- [TESTO]:
---

HomePrimo pianoA Taormina invasione di turisti stranieri ma dove sono gli italiani?

A Taormina invasione di turisti stranieri ma dove sono gli italiani?

TAORMINA – La stagione turistica a Taormina prosegue e, a dispetto del tormentone di quest’anno che stavolta non è la pandemia ma il caro-energia, le attività continuano a lavorare a ritmi piuttosto sostenuti e c’è un movimento confortante. Al tramonto di un’estate da record e alle porte di un autunno che pare promettere buone cose, qualche dato comunque dovrebbe fare riflettere e uno più di tutti: il 90% (o quasi) delle prenotazioni nel settore alberghiero al momento riguarda cittadini stranieri. Ma gli italiani esistono? Taormina, si dirà, è sempre vissuta di turisti stranieri e non è un caso che il biennio del Covid – che avrebbe ammazzato ovunque anche un toro – ha svuotato la città di qualsiasi movimento.

E’ chiaro, tuttavia, che se a Taormina l’85% del movimento è fatto di turisti che arrivano dall’estero e se analoga percentuale è quella che caratterizza poi la stagione autunnale, qualcosa vorrà pur dire e una riflessione andrebbe fatta. D’estate il dato sugli italiani, in qualche modo, si “camuffa” ma anche in questi mesi non si registrano percentuali di grande rilievo.

I turisti italiani, insomma, scelgono altre destinazioni e bisogna avere il coraggio di dirselo e capire i motivi e trovare soluzioni e proposte per intervenire sulle dinamiche di un trend che si può e si deve invertire.

A Taormina si sparano i fuochi d’artificio al raggiungimento di quota Un milione di pernottamenti a fine anno, con l’85% di queste presenze che arrivano dall’estero. Ci si accontenta anziché inseguire quel 15-20% (almeno) di italiani in più, che determinerebbero un grande salto in avanti per l’economia della città.

---

- [DATI DA ANALIZZARE]:
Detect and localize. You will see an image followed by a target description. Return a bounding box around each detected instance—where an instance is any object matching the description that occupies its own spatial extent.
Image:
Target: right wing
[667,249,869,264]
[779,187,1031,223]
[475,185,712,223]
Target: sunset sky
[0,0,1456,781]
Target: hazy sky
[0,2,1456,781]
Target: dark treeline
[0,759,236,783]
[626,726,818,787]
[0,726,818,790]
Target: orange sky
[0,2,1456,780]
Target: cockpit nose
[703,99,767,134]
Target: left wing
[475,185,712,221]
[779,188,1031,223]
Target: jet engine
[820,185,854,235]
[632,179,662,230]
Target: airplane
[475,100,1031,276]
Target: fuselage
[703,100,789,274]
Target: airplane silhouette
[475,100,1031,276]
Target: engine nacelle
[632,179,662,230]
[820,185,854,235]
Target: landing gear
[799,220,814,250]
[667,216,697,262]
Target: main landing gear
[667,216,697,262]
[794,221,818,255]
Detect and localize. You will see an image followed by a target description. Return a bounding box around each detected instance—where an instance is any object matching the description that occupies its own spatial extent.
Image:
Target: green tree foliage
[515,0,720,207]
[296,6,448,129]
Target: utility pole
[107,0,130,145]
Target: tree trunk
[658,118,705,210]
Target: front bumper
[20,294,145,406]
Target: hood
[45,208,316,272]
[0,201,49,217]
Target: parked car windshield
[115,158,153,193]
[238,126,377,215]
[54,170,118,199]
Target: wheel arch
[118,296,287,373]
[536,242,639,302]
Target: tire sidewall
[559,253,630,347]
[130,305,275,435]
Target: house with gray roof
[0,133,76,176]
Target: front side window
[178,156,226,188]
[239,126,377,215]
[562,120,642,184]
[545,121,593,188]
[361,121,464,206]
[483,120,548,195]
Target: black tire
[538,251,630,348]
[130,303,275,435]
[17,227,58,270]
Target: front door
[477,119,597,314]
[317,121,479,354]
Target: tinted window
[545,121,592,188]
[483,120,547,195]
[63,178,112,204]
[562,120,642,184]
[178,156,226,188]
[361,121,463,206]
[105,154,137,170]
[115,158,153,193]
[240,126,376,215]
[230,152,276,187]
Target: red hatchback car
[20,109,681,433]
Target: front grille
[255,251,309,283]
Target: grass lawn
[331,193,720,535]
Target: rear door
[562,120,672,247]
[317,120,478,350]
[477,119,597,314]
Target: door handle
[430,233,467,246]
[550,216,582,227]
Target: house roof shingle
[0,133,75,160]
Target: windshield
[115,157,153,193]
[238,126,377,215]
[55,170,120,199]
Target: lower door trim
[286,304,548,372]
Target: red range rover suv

---

- [VERIFICA LA COMPRENSIONE]:
a. Secondo l'articolo sul turismo a Taormina, quale percentuale delle prenotazioni nel settore alberghiero riguarda al momento cittadini stranieri?
b. Continua l'articolo sul turismo a Taormina dopo l'ultima frase.

- [RISPOSTE]:
a. Il 90% o quasi.

b.
E’ il paradosso perfetto di una località che potrebbe essere una macchina da guerra del turismo se ci fosse un minimo di strategia gestionale, ma viene vissuta e interpretata come la bancarella del torrone con una mentalità che – lo abbiamo detto alla noia – andrebbe rasa al suolo rispetto al paesanismo conservativo e ai punti di vista di troppi pseudo-esperti che infestano l’aria di Taormina con la loro ignoranza e con un inutile cretinismo.

Da una parte, insomma, ci si accontenta, dall’altra si vorrebbe di più ma non si fa niente in questa direzione. Anzi si dà luogo a qualche sterile polemica su cose futili e inutili, con una mentalità da popolino che ci ha massacrato gli zebedei da anni con la destagionalizzazione senza mai dare alcun apporto per arrivare sul serio a questa prospettiva.

All’orizzonte c’è un 2023 che – speculazioni sull’energia permettendo – promette numeri ancora più importanti per il turismo e per l’economia del territorio ma la sensazione netta è che si potrebbe alzare l’asticella e puntare a qualcosa di più, allungare sul serio la stagione sino al 31 dicembre, senza fare cose dell’altro mondo. Basterebbe poco, qualche idea ragionevole e la volontà collettiva di “mangiarsi” la concorrenza con tutto quello che Taormina offre (o non offre ma potrebbe farlo): cercare di remare nella medesima direzione con quell’intensità propositiva che manca a Taormina o che forse affiora soltanto a difesa di un pezzo di suolo pubblico piuttosto che sul sacchettino di spazzatura abbandonato in strada.

Per fare bene e meglio, in buona sostanza, potrebbe anche bastare intanto la capacità di superare i soliti luoghi comuni, scrollarsi di dosso il dna dello sconfittismo invernale e spedire in soffitta gli alibi (falsi) che portano a chiudere bottega al 31 ottobre e a non tenere viva per almeno altri due mesi Taormina.